■ **Dataset entries**:

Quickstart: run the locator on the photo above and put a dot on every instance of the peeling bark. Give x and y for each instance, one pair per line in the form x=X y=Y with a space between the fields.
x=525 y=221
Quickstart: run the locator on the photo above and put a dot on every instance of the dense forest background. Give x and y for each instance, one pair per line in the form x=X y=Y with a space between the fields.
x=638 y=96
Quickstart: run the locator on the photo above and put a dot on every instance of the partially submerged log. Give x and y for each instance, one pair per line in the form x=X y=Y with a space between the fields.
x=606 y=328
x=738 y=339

---

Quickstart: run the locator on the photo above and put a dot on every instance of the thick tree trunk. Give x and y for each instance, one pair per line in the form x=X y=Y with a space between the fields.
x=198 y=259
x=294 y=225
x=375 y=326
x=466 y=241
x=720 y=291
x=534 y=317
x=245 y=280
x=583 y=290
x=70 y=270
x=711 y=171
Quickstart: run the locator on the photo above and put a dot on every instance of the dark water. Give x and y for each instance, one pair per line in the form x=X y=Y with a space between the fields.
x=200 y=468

...

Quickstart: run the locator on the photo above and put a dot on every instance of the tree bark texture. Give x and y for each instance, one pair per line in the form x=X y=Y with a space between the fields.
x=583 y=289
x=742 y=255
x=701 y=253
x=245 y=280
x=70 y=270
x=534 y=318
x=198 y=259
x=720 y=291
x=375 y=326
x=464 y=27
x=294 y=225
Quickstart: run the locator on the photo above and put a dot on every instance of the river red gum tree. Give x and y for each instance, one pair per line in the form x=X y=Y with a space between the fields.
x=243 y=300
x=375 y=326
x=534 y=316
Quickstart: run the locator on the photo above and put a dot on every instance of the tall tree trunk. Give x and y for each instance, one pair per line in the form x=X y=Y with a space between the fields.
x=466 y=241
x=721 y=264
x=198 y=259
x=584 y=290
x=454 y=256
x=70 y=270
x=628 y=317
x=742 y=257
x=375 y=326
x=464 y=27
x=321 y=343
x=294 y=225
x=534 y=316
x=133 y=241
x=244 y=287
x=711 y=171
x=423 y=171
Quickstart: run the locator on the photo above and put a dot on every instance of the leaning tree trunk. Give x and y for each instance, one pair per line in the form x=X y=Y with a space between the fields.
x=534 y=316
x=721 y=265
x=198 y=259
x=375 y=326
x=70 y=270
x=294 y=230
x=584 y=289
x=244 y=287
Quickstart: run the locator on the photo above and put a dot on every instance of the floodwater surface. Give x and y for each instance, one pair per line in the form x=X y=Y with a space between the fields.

■ **Problem details**:
The output should be exactly the lines above from the line containing "of the leaning" to the line containing "of the floodwater", inclusive, with no other lines.

■ **Exercise answer**:
Quickstart: run the locator on the photo above and put a dot on every instance of the leaning tree trunk. Give x and y for each instance, one pair per line in the form x=X y=Y with a space between the fields.
x=534 y=316
x=721 y=265
x=198 y=259
x=375 y=326
x=70 y=270
x=294 y=230
x=584 y=289
x=244 y=287
Quickstart: run the locator on the photo above and put a dot on every instance of the floodwater surface. Give x and y for each instance, one pair per line in the form x=X y=Y with a space between the fields.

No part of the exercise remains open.